» **Aim**: Recast the data below as a two-column CSV with the columns request and answer, giving one row for each request in the data. Put each request's text and its answer in a single quoted field, with line breaks turned into spaces.

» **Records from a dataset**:
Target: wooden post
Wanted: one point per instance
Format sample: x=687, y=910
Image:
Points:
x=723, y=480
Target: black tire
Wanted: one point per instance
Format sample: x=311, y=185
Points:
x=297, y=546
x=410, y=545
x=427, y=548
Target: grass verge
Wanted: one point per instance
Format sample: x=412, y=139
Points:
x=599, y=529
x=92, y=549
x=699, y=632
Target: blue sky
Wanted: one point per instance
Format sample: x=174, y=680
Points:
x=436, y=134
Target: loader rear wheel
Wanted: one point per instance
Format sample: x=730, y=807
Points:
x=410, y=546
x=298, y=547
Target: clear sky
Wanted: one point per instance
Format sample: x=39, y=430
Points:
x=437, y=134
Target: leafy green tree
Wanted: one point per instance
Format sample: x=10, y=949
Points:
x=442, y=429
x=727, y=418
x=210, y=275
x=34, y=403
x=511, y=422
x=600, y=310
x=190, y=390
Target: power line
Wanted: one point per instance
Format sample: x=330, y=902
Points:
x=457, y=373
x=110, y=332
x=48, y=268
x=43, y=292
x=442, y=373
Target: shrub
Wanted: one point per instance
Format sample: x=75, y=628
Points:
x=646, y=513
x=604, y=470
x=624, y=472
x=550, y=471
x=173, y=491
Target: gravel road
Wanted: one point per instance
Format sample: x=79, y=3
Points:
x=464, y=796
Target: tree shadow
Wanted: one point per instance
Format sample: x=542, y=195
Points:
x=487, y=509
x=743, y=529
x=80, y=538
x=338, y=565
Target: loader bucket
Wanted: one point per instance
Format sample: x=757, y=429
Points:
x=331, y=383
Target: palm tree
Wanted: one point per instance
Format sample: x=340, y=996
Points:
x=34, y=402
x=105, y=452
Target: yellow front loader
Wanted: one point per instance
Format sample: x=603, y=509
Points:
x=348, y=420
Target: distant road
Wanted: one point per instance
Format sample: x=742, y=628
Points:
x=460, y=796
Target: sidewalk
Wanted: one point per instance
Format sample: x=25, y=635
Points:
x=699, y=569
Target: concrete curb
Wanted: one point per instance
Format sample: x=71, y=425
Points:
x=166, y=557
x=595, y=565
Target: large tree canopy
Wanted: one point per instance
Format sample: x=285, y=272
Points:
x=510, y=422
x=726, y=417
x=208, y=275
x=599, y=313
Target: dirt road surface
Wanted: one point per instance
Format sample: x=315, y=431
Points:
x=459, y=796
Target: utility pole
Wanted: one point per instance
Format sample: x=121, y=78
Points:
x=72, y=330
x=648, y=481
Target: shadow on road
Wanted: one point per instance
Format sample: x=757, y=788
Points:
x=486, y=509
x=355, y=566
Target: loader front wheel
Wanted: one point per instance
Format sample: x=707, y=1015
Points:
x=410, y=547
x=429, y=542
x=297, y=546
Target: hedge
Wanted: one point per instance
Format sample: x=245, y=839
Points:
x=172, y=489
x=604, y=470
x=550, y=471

» **Solution to this problem**:
request,answer
"Target: wooden post Wanted: one point per instance Format sample: x=687, y=910 Image: Points:","x=723, y=480"
"Target: black tire Wanted: one point per instance Format sample: x=311, y=185 Points:","x=297, y=546 x=410, y=545 x=427, y=548"
"Target: grass verge Wanted: one point per instance Format sample: x=412, y=139 Points:","x=599, y=529 x=92, y=549 x=699, y=632"
"Target: blue sky Wanted: one point per instance Format sample: x=174, y=680 Points:","x=436, y=134"
"Target: loader rear wheel Wanted: one point per instance Format sample: x=730, y=807 Points:","x=410, y=546 x=298, y=547"
"Target: clear sky Wanted: one point per instance Format sample: x=39, y=430 Points:","x=437, y=134"
"Target: leafy green tree Wanted: one point per instance Format sample: x=10, y=949 Points:","x=442, y=429 x=727, y=418 x=210, y=275 x=34, y=403 x=511, y=422 x=600, y=310 x=190, y=390"
"Target: power line Wanted: one point per instance Format sample: x=330, y=902 Points:","x=457, y=373 x=110, y=332 x=48, y=268 x=43, y=292 x=442, y=373"
"Target: shrub Wanted: one point per instance Format sample: x=75, y=628 Points:","x=646, y=513 x=604, y=470 x=624, y=472 x=550, y=471 x=173, y=491"
"Target: gravel road Wanted: one point per instance Format sample: x=79, y=3 Points:","x=464, y=796"
"Target: tree shadow Wanted: one point per instance Format sample: x=542, y=195 Points:","x=487, y=509 x=743, y=529 x=80, y=538 x=338, y=565"
"Target: loader bucket Wanted: one point per instance Format sample: x=757, y=429 Points:","x=331, y=383"
"Target: palm tree Wanted: one point per instance Format sample: x=340, y=996 Points:","x=34, y=402 x=105, y=452"
"Target: yellow front loader Wanted: one point per instance Format sample: x=603, y=509 Points:","x=348, y=420"
"Target: distant road Wanted: one point per instance Format sample: x=742, y=628 Points:","x=460, y=796"
"Target: sidewalk Wanted: one point per instance Format sample: x=25, y=635 Points:","x=699, y=569"
"Target: concrete curb Wanted: one point per instance Format sample: x=71, y=425 Points:","x=166, y=557 x=595, y=565"
"Target: large tree canopy Wanted: one point per instance Format sample: x=285, y=272 Points:","x=510, y=422 x=726, y=417 x=208, y=275 x=599, y=313"
"Target: dirt road surface Wanted: one point per instance Format sample: x=315, y=431 Points:","x=459, y=796"
"Target: utility pole Wanted: one point per instance Format sample: x=121, y=78 Points:","x=72, y=330 x=648, y=481"
"Target: shadow on road Wanted: one point per instance Format sample: x=757, y=788 Points:","x=486, y=509 x=355, y=566"
"Target: loader front wheel Wanted: one point per instance Format sample: x=707, y=1015 Points:","x=410, y=547 x=429, y=542 x=297, y=546"
"Target: hedge Wanted: one point per instance Format sample: x=245, y=839 Points:","x=172, y=489 x=604, y=470 x=550, y=471"